* _Your objective_
Rewrite every row, changing "each instance on its own line" to "one instance per line" wherever it occurs and leaving all other text unchanged.

Boundary labeling rows:
►

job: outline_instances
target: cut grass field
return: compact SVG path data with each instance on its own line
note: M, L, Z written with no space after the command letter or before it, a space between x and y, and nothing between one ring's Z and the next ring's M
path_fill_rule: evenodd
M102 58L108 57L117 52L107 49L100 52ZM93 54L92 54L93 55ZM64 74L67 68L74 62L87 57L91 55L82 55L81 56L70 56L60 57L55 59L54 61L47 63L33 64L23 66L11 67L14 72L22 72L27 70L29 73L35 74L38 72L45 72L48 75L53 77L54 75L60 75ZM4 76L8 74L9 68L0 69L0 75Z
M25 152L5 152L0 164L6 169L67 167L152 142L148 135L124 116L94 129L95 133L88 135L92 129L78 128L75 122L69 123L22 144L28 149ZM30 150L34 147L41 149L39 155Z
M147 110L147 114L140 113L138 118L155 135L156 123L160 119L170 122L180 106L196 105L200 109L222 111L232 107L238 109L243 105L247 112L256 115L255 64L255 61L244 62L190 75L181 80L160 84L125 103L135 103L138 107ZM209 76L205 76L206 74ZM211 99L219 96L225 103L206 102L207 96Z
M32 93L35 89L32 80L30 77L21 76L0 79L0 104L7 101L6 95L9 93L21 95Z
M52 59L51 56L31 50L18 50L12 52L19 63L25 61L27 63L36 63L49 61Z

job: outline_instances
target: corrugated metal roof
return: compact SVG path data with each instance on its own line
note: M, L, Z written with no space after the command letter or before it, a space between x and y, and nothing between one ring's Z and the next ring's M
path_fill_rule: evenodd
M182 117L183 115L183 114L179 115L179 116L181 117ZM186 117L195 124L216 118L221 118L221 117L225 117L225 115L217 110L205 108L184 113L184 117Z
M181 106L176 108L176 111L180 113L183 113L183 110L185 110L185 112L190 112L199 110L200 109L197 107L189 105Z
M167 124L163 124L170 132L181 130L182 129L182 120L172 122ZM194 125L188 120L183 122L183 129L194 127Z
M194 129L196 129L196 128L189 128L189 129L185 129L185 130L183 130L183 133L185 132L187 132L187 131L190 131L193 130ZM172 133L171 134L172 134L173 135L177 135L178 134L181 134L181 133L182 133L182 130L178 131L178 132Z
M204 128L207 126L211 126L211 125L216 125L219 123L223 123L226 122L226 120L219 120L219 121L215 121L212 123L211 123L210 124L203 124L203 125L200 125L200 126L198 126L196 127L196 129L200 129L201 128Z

◄

* _Answer below_
job: outline_instances
target: cut grass field
return: compact SVG path data with one instance per line
note: M, L, Z written with no space after the command letter or before it, a space between x and y, and nothing between one ring's Z and the next ring's M
path_fill_rule: evenodd
M102 58L108 57L117 52L107 49L100 52ZM93 54L92 54L93 55ZM64 74L67 68L74 62L87 57L91 55L82 55L81 56L70 56L60 57L55 59L54 61L47 63L33 64L23 66L11 67L14 72L22 72L27 70L29 73L35 74L38 72L45 72L48 75L53 77L54 75L60 75ZM4 76L8 74L9 68L0 69L0 75Z
M25 152L5 152L0 164L6 169L67 167L152 142L148 135L124 116L94 129L95 133L88 135L92 129L78 128L75 122L69 123L22 144L28 149ZM30 150L34 147L41 149L39 155Z
M147 110L147 114L140 113L138 118L155 135L156 123L160 119L170 122L180 106L196 105L200 109L222 111L232 107L238 109L243 105L247 112L256 115L255 64L255 61L244 62L190 75L181 80L160 84L125 103L135 103L138 107ZM209 76L205 76L206 74ZM211 99L219 96L225 103L206 102L207 96Z
M32 93L35 89L32 80L30 77L21 76L0 79L0 104L7 101L6 95L9 93L21 95Z
M52 59L51 56L31 50L18 50L12 52L19 63L25 61L27 63L36 63L49 61Z

job: outline_instances
target: corrugated metal roof
return: compact SVG path data with one instance per line
note: M, L, Z written with no space after the command letter or before it, a space between x and y, and nothing between one ring's Z and the next ring's M
path_fill_rule: evenodd
M182 117L183 115L183 114L179 115L179 116L181 117ZM186 117L195 124L216 118L221 118L221 117L225 117L225 115L217 110L205 108L184 113L184 117Z
M181 106L176 108L176 111L180 113L183 113L183 110L185 110L185 112L190 112L199 110L200 109L197 107L189 105Z
M167 124L163 124L170 132L181 130L182 129L182 120L172 122ZM194 125L188 120L183 122L183 129L194 127Z
M194 129L196 129L196 128L189 128L189 129L185 129L185 130L183 130L183 133L185 132L187 132L187 131L190 131L193 130ZM172 133L171 134L172 134L173 135L177 135L178 134L181 134L181 133L182 133L182 130L178 131L178 132Z
M204 128L207 126L211 126L211 125L216 125L219 123L223 123L226 122L226 120L219 120L219 121L215 121L212 123L211 123L210 124L203 124L203 125L200 125L200 126L198 126L196 127L196 129L200 129L201 128Z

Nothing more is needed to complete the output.